• DADOS FORNECIDOS:
# # # # #
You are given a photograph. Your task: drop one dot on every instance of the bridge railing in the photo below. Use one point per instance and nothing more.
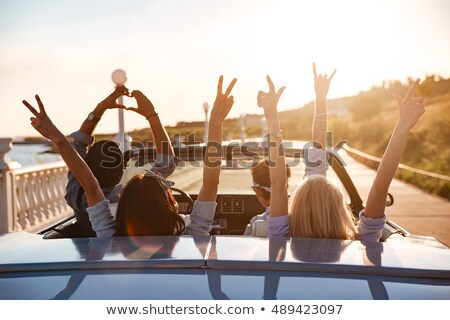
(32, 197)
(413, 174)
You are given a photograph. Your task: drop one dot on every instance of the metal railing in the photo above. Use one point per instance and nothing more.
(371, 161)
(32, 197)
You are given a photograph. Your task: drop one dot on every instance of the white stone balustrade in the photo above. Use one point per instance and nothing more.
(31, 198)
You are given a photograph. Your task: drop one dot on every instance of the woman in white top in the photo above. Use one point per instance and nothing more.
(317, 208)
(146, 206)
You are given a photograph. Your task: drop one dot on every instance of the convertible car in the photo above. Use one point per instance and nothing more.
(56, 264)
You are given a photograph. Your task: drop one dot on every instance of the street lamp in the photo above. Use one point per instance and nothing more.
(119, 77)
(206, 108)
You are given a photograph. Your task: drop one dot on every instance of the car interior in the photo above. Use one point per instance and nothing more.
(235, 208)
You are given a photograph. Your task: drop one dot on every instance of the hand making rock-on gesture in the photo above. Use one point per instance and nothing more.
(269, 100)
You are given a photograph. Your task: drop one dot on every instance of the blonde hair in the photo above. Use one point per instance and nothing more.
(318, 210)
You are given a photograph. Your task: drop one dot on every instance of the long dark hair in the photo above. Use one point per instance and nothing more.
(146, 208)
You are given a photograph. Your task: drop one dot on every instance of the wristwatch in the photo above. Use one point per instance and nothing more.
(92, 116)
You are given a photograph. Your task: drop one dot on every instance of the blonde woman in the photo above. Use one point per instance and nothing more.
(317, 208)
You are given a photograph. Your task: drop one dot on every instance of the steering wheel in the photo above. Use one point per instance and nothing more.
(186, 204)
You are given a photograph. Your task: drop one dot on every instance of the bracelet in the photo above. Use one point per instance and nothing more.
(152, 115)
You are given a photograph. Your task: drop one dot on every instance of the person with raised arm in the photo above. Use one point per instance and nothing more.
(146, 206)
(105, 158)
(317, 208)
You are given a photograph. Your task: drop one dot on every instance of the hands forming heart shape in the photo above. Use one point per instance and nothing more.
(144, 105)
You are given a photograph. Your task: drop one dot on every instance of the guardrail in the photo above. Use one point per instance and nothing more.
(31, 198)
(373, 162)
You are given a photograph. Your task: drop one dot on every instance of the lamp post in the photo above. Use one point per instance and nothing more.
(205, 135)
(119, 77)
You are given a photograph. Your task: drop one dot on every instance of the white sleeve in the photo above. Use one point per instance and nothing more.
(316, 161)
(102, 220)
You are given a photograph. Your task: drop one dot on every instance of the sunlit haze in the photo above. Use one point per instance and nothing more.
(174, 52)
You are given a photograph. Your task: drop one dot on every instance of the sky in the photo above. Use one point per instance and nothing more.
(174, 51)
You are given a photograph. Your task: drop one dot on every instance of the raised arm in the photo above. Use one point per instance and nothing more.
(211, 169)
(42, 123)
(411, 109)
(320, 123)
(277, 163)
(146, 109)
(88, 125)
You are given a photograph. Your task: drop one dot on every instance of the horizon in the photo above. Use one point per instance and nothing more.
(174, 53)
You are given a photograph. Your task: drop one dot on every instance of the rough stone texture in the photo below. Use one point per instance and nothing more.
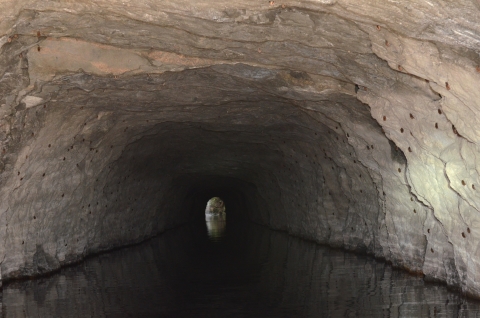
# # # # #
• REQUISITOS DO EXERCÍCIO:
Converta todas as entradas acima em uma lista JSON de strings, uma para cada linha, sem as linhas em branco e sem as imagens.

• EM RESPOSTA:
[
  "You are given a photograph. Your task: drop one dot on every instance of the bridge railing in the photo below. Use one point per instance and nothing more.",
  "(32, 197)",
  "(413, 174)",
  "You are given a photograph. Your task: drop one dot on every instance of the metal railing in the photo above. Use one point per instance and nothing more.",
  "(371, 161)",
  "(32, 197)",
  "You are given a photograph. Your task: drop one dot on every instance of the white stone balustrade in the photo above. Use one point per instance and nothing more.",
  "(31, 198)",
  "You are given a photograph. Your task: drop one dot on every instance of the woman in white top in the photo above. Use one point per instance and nothing more.",
  "(317, 208)",
  "(146, 206)",
  "You are given a photograph. Your task: drop one dot on every instance of the convertible car in the photo above. Use one point per instance and nothing more.",
  "(56, 264)",
  "You are given a photograph. Your task: drop one dot on every instance of the street lamp in the photo above. Use one point per instance and nothing more.",
  "(119, 77)",
  "(206, 108)",
  "You are given a photograph. Your task: drop one dot on every instance of the car interior in the photo above. Use one point per instance and nothing more.",
  "(235, 208)",
  "You are given a photograph. Your task: drop one dot on every instance of the hand making rock-on gesture in the photo above. Use one point per instance and nothing more.",
  "(269, 100)",
  "You are given a photograph. Your task: drop one dot on every instance of the blonde hair in the photo above. Use one point per instance and nothing more.",
  "(318, 210)",
  "You are given a photograph. Your task: drop one dot on every instance of the long dark hair in the photo above. Use one point per instance and nothing more.",
  "(146, 208)",
  "You are given a photograph. Your task: drop one dot on every instance of the wristwatch in the photo above. Use one point per instance and nothing more.",
  "(92, 116)",
  "You are given a photograph. Your task: drop one dot on every instance of the blonde woman in the photo above. Use one point per instance and nothing more.",
  "(317, 208)",
  "You are given a photograph. Your task: drop one dot on every instance of the steering wheel in the photo above. Use one point per instance and nothing more.",
  "(186, 204)",
  "You are given a photograph. Your task: drop one dot on every instance of the bracelet in the photo above. Use one point per instance and nothing more.",
  "(152, 115)",
  "You are given a photograph. Your task: drop one dot on every instance of the person with raised arm in the photo above. Use one point per instance and nothing more.",
  "(146, 206)",
  "(105, 158)",
  "(317, 208)",
  "You are given a photograph. Your task: drop one dot on every instance of the hands forming heart shape in the photo above. Use one point per instance and nothing more.",
  "(144, 105)",
  "You are given a photograph. Your task: drop one dot on every instance of the guardrail in the photo above. Use one point per instance and nothing more.",
  "(31, 198)",
  "(373, 162)",
  "You are given a photograph. Your task: drop one dot on every instance of the lamp post in the photo above. Use one point per instance and nothing more.",
  "(205, 135)",
  "(119, 77)",
  "You are given a photograph. Your task: drop one dot on every instance of the white sleeve in the photo above. Use one point per instance and nothing more.",
  "(316, 161)",
  "(102, 220)",
  "You are given a photograph. Your task: drop one dot on every instance of the sunlit haze in the photo above. Use one point per instance and nothing more.",
  "(174, 52)",
  "You are given a photograph. Your task: drop one dot on every instance of the sky in the photo above. Use one point per instance and nothing more.",
  "(174, 51)",
  "You are given a photograph. Your task: drop one dot on every instance of the raised arm in the photo above. Use one point per instance and nothing more.",
  "(211, 169)",
  "(42, 123)",
  "(411, 109)",
  "(320, 123)",
  "(277, 163)",
  "(146, 109)",
  "(88, 125)",
  "You are given a photograph. Your task: drop one dot on every instance of the horizon in the photo above. Use one point per instance and nothing more.",
  "(174, 53)",
  "You are given a photograph. Your task: drop one dot on every instance of the rough stone texture in the photo below. Use one point per instance and nothing more."
]